Required work
Report how many lines in the listing below contain the string "shelter", matching case exactly. Give only the number.

Data shown
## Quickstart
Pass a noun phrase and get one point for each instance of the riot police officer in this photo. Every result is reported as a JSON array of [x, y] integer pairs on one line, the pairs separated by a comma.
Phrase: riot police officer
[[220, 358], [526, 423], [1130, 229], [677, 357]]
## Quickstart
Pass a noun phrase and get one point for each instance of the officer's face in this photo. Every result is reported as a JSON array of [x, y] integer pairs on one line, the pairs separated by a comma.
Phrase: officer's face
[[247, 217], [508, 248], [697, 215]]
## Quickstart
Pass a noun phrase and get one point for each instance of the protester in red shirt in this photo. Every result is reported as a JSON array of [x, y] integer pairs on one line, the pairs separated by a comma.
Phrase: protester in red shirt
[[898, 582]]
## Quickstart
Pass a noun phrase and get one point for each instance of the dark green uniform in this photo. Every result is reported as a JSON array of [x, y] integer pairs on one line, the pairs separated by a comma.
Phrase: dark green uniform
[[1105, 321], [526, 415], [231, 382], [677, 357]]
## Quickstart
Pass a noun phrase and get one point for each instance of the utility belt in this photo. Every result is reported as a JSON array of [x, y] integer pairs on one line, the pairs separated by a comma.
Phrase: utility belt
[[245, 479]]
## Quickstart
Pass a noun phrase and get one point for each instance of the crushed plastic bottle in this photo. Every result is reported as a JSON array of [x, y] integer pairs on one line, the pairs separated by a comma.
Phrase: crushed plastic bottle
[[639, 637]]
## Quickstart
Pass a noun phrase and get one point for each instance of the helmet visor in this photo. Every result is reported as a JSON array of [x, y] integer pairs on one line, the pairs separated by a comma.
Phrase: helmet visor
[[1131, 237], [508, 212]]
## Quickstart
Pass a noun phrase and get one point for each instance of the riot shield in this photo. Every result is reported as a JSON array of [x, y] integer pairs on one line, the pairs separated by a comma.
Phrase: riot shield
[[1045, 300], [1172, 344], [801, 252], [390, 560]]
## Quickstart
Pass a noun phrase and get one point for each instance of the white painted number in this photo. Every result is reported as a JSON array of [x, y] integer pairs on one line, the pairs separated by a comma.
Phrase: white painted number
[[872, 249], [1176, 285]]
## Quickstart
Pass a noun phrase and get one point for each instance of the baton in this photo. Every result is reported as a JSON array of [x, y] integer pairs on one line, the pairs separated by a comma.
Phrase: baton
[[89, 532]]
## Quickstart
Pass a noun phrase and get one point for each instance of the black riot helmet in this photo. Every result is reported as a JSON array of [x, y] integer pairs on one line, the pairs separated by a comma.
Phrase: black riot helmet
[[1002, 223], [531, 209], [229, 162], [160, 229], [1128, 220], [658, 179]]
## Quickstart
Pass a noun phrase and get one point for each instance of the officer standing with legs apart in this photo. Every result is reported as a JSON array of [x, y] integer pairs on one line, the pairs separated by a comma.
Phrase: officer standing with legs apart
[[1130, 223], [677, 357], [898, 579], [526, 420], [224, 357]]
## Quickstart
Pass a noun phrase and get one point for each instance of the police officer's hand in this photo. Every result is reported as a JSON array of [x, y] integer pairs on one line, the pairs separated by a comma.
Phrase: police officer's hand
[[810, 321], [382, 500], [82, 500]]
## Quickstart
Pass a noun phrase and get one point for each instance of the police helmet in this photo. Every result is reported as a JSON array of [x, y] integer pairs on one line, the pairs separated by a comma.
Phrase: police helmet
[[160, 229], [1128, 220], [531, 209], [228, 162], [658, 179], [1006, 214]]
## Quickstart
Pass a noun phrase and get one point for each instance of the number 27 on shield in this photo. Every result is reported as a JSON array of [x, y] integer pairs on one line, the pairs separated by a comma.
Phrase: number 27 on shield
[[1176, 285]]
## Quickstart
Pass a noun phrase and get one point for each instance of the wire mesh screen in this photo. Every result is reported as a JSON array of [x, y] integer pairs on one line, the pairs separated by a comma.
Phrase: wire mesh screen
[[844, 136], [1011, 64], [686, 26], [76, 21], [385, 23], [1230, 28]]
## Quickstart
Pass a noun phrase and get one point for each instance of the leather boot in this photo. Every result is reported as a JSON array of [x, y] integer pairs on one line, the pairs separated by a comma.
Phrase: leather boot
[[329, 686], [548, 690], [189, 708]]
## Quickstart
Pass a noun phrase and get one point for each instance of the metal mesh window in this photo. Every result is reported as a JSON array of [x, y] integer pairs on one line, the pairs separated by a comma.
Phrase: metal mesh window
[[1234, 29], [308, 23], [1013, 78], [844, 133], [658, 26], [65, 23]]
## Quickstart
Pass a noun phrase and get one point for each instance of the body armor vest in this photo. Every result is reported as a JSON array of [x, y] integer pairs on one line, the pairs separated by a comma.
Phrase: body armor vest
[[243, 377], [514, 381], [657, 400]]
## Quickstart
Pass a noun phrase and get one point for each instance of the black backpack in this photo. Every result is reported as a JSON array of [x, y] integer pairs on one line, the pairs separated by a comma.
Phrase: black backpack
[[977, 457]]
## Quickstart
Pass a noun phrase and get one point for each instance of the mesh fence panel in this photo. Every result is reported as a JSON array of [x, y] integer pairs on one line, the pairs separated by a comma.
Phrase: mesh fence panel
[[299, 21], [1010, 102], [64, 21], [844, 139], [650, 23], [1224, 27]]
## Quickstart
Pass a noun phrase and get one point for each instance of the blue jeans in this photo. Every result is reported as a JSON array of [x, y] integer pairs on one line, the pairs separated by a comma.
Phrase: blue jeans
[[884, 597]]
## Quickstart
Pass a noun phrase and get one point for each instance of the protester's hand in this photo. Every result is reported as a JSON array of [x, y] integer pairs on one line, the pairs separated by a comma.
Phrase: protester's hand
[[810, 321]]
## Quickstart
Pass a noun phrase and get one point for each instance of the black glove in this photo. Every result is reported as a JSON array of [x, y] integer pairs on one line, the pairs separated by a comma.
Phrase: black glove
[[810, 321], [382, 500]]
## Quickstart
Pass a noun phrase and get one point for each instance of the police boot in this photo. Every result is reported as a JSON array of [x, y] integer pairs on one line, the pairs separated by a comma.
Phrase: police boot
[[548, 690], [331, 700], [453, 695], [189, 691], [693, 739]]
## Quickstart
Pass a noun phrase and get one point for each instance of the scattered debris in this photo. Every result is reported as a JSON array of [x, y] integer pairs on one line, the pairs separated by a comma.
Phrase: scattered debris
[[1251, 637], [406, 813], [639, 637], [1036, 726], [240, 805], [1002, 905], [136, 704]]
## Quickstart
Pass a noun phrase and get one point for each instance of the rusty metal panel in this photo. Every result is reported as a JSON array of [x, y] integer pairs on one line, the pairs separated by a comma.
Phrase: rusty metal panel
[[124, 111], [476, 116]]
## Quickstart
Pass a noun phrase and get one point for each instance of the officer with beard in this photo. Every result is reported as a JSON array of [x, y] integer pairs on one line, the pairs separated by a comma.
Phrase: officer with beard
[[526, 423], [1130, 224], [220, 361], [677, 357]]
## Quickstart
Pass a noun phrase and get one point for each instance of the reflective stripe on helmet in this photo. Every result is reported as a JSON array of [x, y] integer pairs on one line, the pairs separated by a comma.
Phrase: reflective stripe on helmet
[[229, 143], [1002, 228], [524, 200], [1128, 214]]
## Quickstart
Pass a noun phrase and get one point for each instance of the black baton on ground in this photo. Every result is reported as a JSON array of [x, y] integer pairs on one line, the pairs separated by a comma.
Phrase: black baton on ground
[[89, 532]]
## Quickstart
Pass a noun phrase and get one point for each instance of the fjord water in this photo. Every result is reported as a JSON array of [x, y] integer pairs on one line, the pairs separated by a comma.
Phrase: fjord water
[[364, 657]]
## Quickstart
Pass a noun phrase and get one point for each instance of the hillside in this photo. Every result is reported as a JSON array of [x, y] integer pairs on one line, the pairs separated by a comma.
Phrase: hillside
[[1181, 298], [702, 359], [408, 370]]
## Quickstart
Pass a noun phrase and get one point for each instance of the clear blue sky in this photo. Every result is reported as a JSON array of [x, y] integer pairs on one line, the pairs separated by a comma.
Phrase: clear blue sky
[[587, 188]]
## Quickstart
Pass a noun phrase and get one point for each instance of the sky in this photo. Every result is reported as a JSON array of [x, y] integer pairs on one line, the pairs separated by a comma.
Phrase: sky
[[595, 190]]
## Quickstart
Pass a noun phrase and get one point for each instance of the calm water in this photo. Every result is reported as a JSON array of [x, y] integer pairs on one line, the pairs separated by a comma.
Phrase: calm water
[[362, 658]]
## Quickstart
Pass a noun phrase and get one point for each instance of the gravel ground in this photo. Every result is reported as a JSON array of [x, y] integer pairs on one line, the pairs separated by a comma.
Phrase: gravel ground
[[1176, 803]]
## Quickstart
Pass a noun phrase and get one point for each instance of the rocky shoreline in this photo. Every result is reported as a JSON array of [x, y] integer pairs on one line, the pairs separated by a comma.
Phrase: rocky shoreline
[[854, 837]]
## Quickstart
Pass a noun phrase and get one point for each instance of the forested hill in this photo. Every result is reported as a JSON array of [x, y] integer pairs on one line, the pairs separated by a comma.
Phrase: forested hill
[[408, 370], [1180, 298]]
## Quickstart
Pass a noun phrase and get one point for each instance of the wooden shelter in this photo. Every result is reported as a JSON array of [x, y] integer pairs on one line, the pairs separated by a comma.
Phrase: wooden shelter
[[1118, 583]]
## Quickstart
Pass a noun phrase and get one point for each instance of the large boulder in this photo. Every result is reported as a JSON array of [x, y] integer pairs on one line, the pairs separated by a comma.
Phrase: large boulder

Result of this exercise
2